Alem d'isto, tendo de haver prejuizo para um dos ensinos, o ensino da hygiene póde ficar preterido, visto que a hygiene, como disse o sr. Silva Amado, é ensinada em toda a parte. Hoje todos sabem hygiene. O militar aprende hygiene, o engenheiro aprende hygiene, o industrial aprende hygiene. A hygiene é de facil acquisição, todos a comprehendem e podem applicar.
Sobretudo, eu penso, sr. presidente, que a separação das disciplinas é exequivel sem o desdobramento da cadeira de medicina legal.
É n'esse caminho, talvez, que o governo deve trilhar, na actual conjuntura.
Lembremo nos que a França ainda hoje conserva accumuladas as duas disciplinas. Sirva isto de moderador á nossa impaciencia.
Demais, a pratica da medicina legal exige conhecimentos especialissimos, um ensino, uma persistencia de estudo que se não póde comparar de modo nenhum com a aprendizagem da hygiene publica, que cabe na alçada de todas as intelligencias.

Tarefa a cumprir
Retome o discurso sobre o ensino da higiene e da medicina legal logo após a última frase.

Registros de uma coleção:
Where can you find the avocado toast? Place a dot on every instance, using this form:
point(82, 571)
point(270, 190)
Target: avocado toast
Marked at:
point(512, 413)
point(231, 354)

Resultado do exercício
Portanto, não ha motivo para inserir aqui uma obrigação para o governo, a qual vem aggravar o thesouro consideravelmente, sem correspondentes vantagens para o ensino.
É isto, pois, o que tenho a dizer com respeito ao artigo mencionado e discutido pelo meu collega, o sr. Silva Amado.
As outras prescripções do projecto foram muito elogiadas pelo illustre medico, e effectivamente quem tiver a consciencia da maneira como está organisada a pericia medica perante os tribunaes do paiz, não póde deixar de render calorosos applausos a este principio, que ha do ser fecundante, desde o momento em que vamos utilisar os ciumentos do mais valor nas sciencias medicas, como são os professores e os especialistas. (Apoiados.}
Na verdade, sr. presidente, esquecer este projecto seria abandonar a honra, a liberdade e os mais licitos interesses dos cidadãos; rejeital-o seria repellir os sentimentos mais elevados da justiça humana; seria rejeitar a propria civilisação. (Apoiados.)
Disse s. exa. «que o projecto não é completo.» Tambem o diz a commissão e o relatorio da proposta do sr. ministro.
Nem isso se podia exigir, porque a primeira cousa que falta são os medico-legistas devidamente habilitados.
É preciso primeiro educal-os, ensinal-os o depois distribuil-os pelo paiz.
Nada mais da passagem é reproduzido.